■ **PROBLEM TO WORK ON**
Count the lines in the data below that contain the string "brass". Reply with only that number.

========================

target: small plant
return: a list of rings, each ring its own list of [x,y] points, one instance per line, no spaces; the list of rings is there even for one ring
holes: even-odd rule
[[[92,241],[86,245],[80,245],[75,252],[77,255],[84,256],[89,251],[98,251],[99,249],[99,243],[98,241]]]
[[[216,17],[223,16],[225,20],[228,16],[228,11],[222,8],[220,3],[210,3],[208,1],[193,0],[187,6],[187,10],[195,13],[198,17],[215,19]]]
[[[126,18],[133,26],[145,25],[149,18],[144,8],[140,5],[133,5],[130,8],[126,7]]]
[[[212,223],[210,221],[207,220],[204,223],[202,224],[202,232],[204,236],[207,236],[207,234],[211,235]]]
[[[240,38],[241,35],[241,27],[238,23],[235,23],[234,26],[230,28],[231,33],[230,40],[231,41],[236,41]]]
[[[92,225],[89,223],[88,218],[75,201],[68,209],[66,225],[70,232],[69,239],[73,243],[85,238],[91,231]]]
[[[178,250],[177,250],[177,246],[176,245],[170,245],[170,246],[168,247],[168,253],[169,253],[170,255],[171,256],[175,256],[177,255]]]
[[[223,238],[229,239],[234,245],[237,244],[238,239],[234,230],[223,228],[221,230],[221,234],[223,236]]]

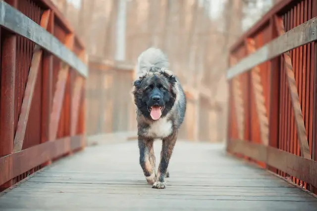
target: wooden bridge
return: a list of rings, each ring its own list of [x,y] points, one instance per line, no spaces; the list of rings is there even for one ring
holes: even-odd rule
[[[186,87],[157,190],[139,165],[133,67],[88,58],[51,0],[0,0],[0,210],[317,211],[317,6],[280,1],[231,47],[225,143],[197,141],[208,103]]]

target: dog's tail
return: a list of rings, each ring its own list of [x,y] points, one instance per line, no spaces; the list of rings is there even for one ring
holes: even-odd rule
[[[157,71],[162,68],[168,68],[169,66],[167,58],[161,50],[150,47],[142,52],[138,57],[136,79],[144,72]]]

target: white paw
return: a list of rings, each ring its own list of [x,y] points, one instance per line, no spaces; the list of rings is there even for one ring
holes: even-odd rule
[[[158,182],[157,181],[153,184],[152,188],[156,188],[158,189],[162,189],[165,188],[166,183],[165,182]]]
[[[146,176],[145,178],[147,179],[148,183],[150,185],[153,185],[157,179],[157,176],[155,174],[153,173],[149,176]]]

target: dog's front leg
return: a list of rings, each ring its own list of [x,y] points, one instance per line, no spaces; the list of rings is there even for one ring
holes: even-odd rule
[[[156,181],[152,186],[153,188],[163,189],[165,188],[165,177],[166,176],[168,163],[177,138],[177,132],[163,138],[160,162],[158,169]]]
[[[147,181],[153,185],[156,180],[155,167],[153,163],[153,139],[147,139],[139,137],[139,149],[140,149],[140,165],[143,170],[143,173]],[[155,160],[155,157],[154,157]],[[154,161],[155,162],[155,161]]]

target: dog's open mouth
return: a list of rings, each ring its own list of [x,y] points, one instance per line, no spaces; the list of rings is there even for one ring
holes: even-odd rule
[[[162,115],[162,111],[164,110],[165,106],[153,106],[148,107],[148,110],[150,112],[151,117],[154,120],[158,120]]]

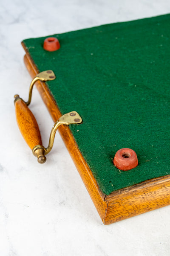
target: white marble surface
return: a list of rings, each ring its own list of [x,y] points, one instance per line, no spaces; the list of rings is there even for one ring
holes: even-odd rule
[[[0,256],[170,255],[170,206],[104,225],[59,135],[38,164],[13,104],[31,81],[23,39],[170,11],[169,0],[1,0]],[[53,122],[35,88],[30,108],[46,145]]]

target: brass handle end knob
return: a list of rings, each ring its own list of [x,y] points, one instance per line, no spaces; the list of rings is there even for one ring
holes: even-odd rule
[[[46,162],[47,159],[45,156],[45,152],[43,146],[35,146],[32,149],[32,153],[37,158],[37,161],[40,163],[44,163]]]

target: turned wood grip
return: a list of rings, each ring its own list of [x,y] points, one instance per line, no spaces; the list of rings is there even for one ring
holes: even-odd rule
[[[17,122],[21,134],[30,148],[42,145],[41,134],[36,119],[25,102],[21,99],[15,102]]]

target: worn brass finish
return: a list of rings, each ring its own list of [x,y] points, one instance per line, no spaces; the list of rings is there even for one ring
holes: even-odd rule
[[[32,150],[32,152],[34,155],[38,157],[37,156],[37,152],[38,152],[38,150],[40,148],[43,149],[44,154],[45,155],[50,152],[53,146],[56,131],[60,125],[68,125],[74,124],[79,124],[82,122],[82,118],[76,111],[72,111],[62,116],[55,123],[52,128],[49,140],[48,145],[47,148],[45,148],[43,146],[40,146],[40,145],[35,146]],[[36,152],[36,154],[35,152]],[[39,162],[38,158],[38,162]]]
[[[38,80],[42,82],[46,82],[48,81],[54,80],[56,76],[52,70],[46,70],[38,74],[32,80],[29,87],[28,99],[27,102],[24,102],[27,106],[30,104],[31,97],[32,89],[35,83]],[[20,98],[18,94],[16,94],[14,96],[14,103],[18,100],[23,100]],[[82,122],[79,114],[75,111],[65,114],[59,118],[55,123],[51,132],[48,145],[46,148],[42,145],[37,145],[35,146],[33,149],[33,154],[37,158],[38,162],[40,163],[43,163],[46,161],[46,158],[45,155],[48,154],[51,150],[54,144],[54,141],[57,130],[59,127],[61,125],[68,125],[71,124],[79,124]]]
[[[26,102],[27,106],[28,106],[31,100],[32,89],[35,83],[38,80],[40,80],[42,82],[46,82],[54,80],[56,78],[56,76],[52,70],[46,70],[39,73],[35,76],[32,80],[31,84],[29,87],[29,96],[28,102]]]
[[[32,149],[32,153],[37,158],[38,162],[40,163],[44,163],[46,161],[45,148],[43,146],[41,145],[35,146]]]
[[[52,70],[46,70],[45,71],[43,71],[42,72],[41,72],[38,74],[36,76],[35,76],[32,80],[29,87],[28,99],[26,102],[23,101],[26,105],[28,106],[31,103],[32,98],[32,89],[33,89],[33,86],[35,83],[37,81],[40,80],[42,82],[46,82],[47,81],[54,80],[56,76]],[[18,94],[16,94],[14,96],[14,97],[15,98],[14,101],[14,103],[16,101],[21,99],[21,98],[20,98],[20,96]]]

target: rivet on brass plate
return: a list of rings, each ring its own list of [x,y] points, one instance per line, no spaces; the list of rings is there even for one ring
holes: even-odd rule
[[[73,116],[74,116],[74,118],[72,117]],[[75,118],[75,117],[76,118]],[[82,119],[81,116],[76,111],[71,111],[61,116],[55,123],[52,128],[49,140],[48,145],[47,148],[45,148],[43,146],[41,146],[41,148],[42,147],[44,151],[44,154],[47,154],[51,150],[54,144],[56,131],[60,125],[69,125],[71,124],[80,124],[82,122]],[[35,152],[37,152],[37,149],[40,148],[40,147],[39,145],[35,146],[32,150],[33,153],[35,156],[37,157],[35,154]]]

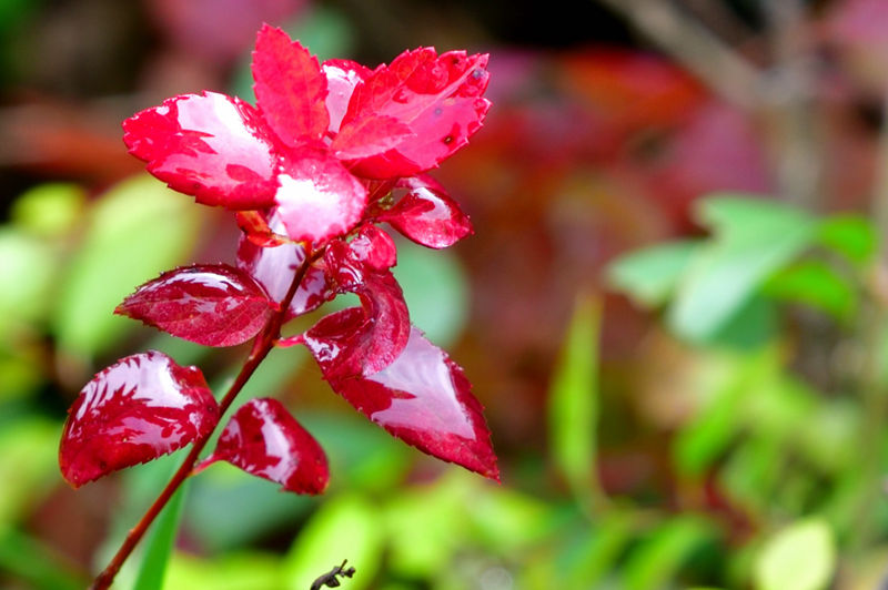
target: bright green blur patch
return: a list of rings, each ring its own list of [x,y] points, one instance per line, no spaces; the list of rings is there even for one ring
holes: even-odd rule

========================

■ **RESPONSE TO THE TASK**
3